- Data supplied -
──────
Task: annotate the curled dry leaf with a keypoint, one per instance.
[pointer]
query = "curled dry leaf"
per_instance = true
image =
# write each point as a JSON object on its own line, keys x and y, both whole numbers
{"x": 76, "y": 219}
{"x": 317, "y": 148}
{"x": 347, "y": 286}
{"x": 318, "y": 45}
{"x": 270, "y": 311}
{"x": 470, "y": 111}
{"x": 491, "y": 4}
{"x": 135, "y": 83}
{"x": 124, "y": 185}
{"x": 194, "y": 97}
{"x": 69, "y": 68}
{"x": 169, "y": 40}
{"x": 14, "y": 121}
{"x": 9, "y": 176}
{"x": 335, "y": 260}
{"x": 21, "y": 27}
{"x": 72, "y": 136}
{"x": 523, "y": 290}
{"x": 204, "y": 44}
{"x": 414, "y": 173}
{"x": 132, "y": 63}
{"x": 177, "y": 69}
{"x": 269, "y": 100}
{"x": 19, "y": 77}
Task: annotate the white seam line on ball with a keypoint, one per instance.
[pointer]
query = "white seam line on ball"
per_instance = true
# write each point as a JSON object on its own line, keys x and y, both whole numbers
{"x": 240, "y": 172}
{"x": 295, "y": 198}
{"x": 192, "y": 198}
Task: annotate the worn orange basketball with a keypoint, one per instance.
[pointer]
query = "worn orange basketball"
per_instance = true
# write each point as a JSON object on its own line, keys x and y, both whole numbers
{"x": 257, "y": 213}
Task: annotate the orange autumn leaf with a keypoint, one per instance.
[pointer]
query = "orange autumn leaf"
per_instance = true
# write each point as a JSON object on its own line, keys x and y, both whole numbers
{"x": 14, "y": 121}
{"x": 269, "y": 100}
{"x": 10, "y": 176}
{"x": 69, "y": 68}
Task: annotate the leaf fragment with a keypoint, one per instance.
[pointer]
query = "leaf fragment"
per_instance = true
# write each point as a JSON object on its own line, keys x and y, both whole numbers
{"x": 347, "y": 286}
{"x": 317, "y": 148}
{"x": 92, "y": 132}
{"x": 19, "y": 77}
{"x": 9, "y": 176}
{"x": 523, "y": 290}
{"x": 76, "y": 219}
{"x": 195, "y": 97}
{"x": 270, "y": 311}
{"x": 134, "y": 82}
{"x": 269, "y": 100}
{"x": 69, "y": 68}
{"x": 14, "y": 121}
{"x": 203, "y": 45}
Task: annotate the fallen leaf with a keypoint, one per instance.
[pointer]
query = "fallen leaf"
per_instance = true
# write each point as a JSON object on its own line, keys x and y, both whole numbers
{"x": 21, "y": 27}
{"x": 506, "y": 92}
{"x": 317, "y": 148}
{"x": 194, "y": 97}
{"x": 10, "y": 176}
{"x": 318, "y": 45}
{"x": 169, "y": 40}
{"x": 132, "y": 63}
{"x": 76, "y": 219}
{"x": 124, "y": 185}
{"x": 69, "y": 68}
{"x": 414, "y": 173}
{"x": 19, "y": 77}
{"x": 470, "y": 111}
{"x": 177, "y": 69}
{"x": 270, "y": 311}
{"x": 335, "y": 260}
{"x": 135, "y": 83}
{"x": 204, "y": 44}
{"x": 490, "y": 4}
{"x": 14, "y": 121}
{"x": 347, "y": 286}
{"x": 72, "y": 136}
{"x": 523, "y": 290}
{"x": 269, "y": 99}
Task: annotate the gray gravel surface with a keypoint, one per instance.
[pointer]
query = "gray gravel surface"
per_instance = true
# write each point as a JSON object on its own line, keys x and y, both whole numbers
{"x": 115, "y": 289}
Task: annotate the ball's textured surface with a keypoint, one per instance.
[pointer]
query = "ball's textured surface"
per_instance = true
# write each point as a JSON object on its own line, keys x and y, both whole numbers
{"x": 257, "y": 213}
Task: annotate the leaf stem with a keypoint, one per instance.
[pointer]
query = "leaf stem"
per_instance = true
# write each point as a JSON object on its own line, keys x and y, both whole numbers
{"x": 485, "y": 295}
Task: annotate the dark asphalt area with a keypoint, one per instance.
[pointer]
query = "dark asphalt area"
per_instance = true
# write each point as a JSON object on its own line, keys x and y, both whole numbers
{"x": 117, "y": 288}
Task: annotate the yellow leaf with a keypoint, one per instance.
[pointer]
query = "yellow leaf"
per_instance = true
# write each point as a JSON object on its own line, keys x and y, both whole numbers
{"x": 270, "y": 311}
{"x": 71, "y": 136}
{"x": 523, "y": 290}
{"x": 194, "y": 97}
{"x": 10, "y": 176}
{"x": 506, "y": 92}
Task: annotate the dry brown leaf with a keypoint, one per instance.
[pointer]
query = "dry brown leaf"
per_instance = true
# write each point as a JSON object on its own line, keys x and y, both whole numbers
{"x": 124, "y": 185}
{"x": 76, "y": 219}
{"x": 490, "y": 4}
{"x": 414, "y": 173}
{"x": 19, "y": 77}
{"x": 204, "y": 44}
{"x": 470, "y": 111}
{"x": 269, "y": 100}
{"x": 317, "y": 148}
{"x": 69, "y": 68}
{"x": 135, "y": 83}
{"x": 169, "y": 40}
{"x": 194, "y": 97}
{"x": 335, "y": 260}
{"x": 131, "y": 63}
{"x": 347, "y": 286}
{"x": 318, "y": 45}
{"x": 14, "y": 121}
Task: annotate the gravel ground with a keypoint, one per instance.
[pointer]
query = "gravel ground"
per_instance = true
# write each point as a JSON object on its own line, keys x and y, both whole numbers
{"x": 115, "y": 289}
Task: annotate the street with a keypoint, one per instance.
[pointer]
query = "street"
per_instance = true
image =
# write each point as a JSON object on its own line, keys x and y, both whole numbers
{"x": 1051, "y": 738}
──────
- Set exercise -
Can you print all of the records above again, line for line, with nothing changed?

- Output for this task -
Task: annotate the curled dry leaf with a keypoint, one per instance.
[pointer]
query = "curled dry leaf"
per_instance = true
image =
# write each point as a JSON object on its own line, keys x and y, both whole numbers
{"x": 76, "y": 219}
{"x": 317, "y": 148}
{"x": 347, "y": 286}
{"x": 318, "y": 45}
{"x": 270, "y": 311}
{"x": 470, "y": 111}
{"x": 491, "y": 4}
{"x": 135, "y": 83}
{"x": 124, "y": 185}
{"x": 194, "y": 97}
{"x": 69, "y": 68}
{"x": 169, "y": 40}
{"x": 14, "y": 121}
{"x": 9, "y": 176}
{"x": 335, "y": 260}
{"x": 21, "y": 27}
{"x": 72, "y": 136}
{"x": 523, "y": 290}
{"x": 204, "y": 44}
{"x": 414, "y": 173}
{"x": 132, "y": 63}
{"x": 177, "y": 69}
{"x": 269, "y": 100}
{"x": 19, "y": 77}
Task: annotate the white seam line on ball with a keypoint, one per instance.
[pointer]
query = "white seam line on ball"
per_instance = true
# write each point as a JSON object on its own line, keys x and y, both whole numbers
{"x": 240, "y": 172}
{"x": 295, "y": 198}
{"x": 192, "y": 198}
Task: annotate the worn orange basketball with a keypoint, one per instance.
[pointer]
query = "worn orange basketball"
per_instance = true
# write each point as a JSON object on its own line, keys x and y, both whole numbers
{"x": 257, "y": 213}
Task: annotate the orange autumn leaf with a keypoint, one per instance.
[pointer]
query = "orange autumn leaf"
per_instance = true
# write each point as a JSON object on its own line, keys x and y, both whole numbers
{"x": 14, "y": 121}
{"x": 269, "y": 100}
{"x": 10, "y": 176}
{"x": 69, "y": 68}
Task: annotate the leaf fragment with a keypoint, one per instance.
[pointer]
query = "leaf fragment"
per_instance = true
# write each point as a JSON object on its own line, keys x and y, both whole numbers
{"x": 347, "y": 286}
{"x": 317, "y": 148}
{"x": 92, "y": 132}
{"x": 19, "y": 77}
{"x": 9, "y": 176}
{"x": 523, "y": 290}
{"x": 76, "y": 219}
{"x": 195, "y": 97}
{"x": 270, "y": 311}
{"x": 134, "y": 82}
{"x": 269, "y": 100}
{"x": 69, "y": 68}
{"x": 14, "y": 121}
{"x": 203, "y": 45}
Task: annotate the fallen leaf with a keypoint, one per instance.
[pointer]
query = "fallen leaf"
per_instance = true
# write each point as a JSON object on its own line, keys x and y, both whole numbers
{"x": 21, "y": 27}
{"x": 506, "y": 92}
{"x": 317, "y": 148}
{"x": 194, "y": 97}
{"x": 10, "y": 176}
{"x": 318, "y": 45}
{"x": 169, "y": 40}
{"x": 132, "y": 63}
{"x": 76, "y": 219}
{"x": 124, "y": 185}
{"x": 69, "y": 68}
{"x": 414, "y": 173}
{"x": 19, "y": 77}
{"x": 470, "y": 111}
{"x": 177, "y": 69}
{"x": 270, "y": 311}
{"x": 335, "y": 260}
{"x": 135, "y": 83}
{"x": 204, "y": 44}
{"x": 490, "y": 4}
{"x": 14, "y": 121}
{"x": 347, "y": 286}
{"x": 72, "y": 136}
{"x": 523, "y": 290}
{"x": 269, "y": 99}
Task: annotate the gray gravel surface with a keypoint, one per instance.
[pointer]
query = "gray gravel surface"
per_instance = true
# write each point as a JSON object on its own line, keys x and y, both whole numbers
{"x": 115, "y": 289}
Task: annotate the ball's textured surface with a keypoint, one per instance.
[pointer]
query = "ball's textured surface"
per_instance = true
# write each point as a JSON object on its own line, keys x and y, both whole numbers
{"x": 257, "y": 213}
Task: annotate the leaf stem with a keypoint, one per instance.
[pointer]
query = "leaf stem"
per_instance = true
# write each point as a JSON object on its own line, keys x and y, both whole numbers
{"x": 485, "y": 295}
Task: annotate the dark asphalt area with a keypoint, one per instance.
[pointer]
query = "dark asphalt area"
per_instance = true
# write each point as a JSON object on its own line, keys x and y, both whole numbers
{"x": 117, "y": 288}
Task: annotate the yellow leaf with a keypoint, one per instance.
[pointer]
query = "yellow leaf"
per_instance = true
# write each point as a JSON object on its own line, keys x and y, both whole numbers
{"x": 270, "y": 311}
{"x": 71, "y": 136}
{"x": 523, "y": 290}
{"x": 194, "y": 97}
{"x": 10, "y": 176}
{"x": 506, "y": 92}
Task: annotate the dry brown leaf with a keypoint, one per instance.
[pointer]
query = "dry brown leaf"
per_instance = true
# write each point as a JSON object on its own line, keys x and y, both whole numbers
{"x": 124, "y": 185}
{"x": 76, "y": 219}
{"x": 490, "y": 4}
{"x": 414, "y": 173}
{"x": 19, "y": 77}
{"x": 204, "y": 44}
{"x": 470, "y": 111}
{"x": 269, "y": 100}
{"x": 317, "y": 148}
{"x": 69, "y": 68}
{"x": 135, "y": 83}
{"x": 169, "y": 40}
{"x": 194, "y": 97}
{"x": 335, "y": 260}
{"x": 131, "y": 63}
{"x": 347, "y": 286}
{"x": 318, "y": 45}
{"x": 14, "y": 121}
Task: annotate the gravel ground with a keypoint, one per instance.
[pointer]
query = "gravel ground"
per_instance = true
# write each point as a JSON object on its own line, keys x and y, both whole numbers
{"x": 115, "y": 289}
Task: annotate the street with a keypoint, one per instance.
[pointer]
query = "street"
per_instance = true
image =
# write each point as a JSON object on its own line, keys x and y, both whole numbers
{"x": 1051, "y": 738}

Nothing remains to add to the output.